**GIVEN PROBLEM**
Report each line in the listing below that contains the string "plaid", copying every such line in full. Matching is case-sensitive.
┌─ RECORD SET
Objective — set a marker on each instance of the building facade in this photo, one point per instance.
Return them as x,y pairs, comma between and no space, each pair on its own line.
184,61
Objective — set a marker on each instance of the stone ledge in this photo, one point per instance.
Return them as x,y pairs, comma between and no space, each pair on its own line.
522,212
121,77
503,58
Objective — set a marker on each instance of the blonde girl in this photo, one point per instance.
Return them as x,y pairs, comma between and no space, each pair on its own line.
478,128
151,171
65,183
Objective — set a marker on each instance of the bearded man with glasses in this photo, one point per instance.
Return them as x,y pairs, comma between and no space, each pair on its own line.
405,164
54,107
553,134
└─
┌─ RECORD SET
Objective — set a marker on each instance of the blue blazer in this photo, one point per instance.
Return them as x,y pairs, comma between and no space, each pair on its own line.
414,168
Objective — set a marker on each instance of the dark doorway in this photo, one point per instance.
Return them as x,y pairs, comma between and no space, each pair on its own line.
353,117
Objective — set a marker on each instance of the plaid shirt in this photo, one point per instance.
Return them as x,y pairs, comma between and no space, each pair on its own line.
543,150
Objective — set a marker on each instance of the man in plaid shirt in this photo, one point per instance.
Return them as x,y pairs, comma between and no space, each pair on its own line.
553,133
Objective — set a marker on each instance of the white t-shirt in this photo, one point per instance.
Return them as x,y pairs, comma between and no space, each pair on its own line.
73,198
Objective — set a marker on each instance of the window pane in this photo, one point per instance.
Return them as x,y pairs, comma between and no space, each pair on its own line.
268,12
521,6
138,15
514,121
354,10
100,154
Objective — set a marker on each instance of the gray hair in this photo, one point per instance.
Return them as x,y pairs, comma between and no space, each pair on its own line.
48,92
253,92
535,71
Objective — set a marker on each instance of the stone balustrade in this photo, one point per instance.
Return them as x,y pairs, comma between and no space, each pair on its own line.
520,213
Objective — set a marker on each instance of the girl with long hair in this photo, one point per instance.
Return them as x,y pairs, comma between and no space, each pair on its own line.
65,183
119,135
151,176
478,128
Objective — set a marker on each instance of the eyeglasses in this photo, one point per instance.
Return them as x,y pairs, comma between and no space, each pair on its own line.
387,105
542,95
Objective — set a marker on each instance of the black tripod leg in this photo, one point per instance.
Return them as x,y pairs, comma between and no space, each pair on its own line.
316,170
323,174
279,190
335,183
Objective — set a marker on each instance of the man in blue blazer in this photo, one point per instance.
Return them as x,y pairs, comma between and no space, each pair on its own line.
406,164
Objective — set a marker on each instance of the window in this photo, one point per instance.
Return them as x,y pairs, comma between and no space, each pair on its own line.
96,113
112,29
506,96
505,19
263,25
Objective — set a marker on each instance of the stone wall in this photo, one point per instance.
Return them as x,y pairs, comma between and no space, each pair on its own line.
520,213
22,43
└─
**WRITTEN RESPONSE**
Objective — set a marker on each instance of the plaid shirt in this photo, one point per instance.
Objective — set a marker on each instance of the man in plaid shirt in this photo, one point per instance.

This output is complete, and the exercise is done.